• Tasks to perform:
**a.** Name every property listed in the Model Specifications table of the MERaLiON-2-3B model card.
**b.** Answer these questions from the MERaLiON-2-3B model card, one answer per line, marked as the questions are:
(i) For what hardware is this quantization intended?
(ii) Which layers does TurboQuant keep at higher precision?
(iii) What decoder does the architecture use?
**c.** Carry on writing the MERaLiON-2-3B model card from the point where it stops.

MERaLiON-2-3B-TurboQuant-MLX-2bit

MLX 2-bit TurboQuant quantization of aisingapore/MERaLiON-AudioLLM-Whisper-SEA-LION-V3-3B for Apple Silicon inference.

TurboQuant applies mixed-precision quantization that preserves critical attention layers at higher precision while aggressively quantizing less sensitive feed-forward layers, optimizing for speed without sacrificing quality.

Model Specifications

Property Value
Base Model aisingapore/MERaLiON-AudioLLM-Whisper-SEA-LION-V3-3B
Parameters ~3B
Architecture Whisper-large-v3 encoder + Gemma-2-2B-IT decoder
Quantization TurboQuant 2-bit (MLX)

• Supplied material:
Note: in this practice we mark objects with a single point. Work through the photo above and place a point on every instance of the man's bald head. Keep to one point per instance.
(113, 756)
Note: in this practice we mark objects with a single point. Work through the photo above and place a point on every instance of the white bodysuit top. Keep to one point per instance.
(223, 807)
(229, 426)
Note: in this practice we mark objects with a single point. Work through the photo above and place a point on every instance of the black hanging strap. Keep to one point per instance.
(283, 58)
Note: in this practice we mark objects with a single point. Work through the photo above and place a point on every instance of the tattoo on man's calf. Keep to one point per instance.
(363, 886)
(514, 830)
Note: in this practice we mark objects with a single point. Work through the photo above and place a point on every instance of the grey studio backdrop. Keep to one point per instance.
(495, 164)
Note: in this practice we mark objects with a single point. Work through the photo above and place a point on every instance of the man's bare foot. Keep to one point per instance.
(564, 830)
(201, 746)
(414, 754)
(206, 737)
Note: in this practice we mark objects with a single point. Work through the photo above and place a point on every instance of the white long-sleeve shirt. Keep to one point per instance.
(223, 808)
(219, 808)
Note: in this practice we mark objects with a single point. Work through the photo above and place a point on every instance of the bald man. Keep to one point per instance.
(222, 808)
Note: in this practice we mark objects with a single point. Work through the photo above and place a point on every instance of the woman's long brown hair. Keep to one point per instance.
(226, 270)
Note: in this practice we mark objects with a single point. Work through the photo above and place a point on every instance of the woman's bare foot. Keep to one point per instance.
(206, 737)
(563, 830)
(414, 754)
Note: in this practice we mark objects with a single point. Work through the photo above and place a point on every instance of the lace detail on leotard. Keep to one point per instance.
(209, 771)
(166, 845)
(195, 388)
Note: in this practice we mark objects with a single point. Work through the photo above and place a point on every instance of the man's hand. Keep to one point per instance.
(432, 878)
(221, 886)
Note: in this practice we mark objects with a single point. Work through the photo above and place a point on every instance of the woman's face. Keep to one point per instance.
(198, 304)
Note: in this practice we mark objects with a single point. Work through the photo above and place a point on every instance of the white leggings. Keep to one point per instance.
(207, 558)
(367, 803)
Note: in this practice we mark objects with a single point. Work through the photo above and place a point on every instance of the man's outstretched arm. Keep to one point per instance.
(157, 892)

• Responses by task:
**a.** Base Model, Parameters, Architecture, Quantization

**b.**
(i) Apple Silicon
(ii) Critical attention layers
(iii) Gemma-2-2B-IT

**c.**
Disk Size ~1 GB
Peak RAM ~1.5 GB
License Apache 2.0
Task Automatic Speech Recognition / Speech-to-Text

Quickstart

Installation

pip install mlx-lm mlx-whisper

Inference

from mlx_lm import load, generate
from mlx_lm.cache import TurboQuantCache

model, tokenizer = load("majentik/MERaLiON-2-3B-TurboQuant-MLX-2bit")

# Create TurboQuant-optimized KV cache
cache = TurboQuantCache(model)

prompt = tokenizer.apply_chat_template(
    [{"role": "user", "content": "Transcribe the following audio."}],
    tokenize=False,
    add_generation_prompt=True,
)

response = generate(
    model,
    tokenizer,
    prompt=prompt,
    max_tokens=512,
    cache=cache,
)
print(response)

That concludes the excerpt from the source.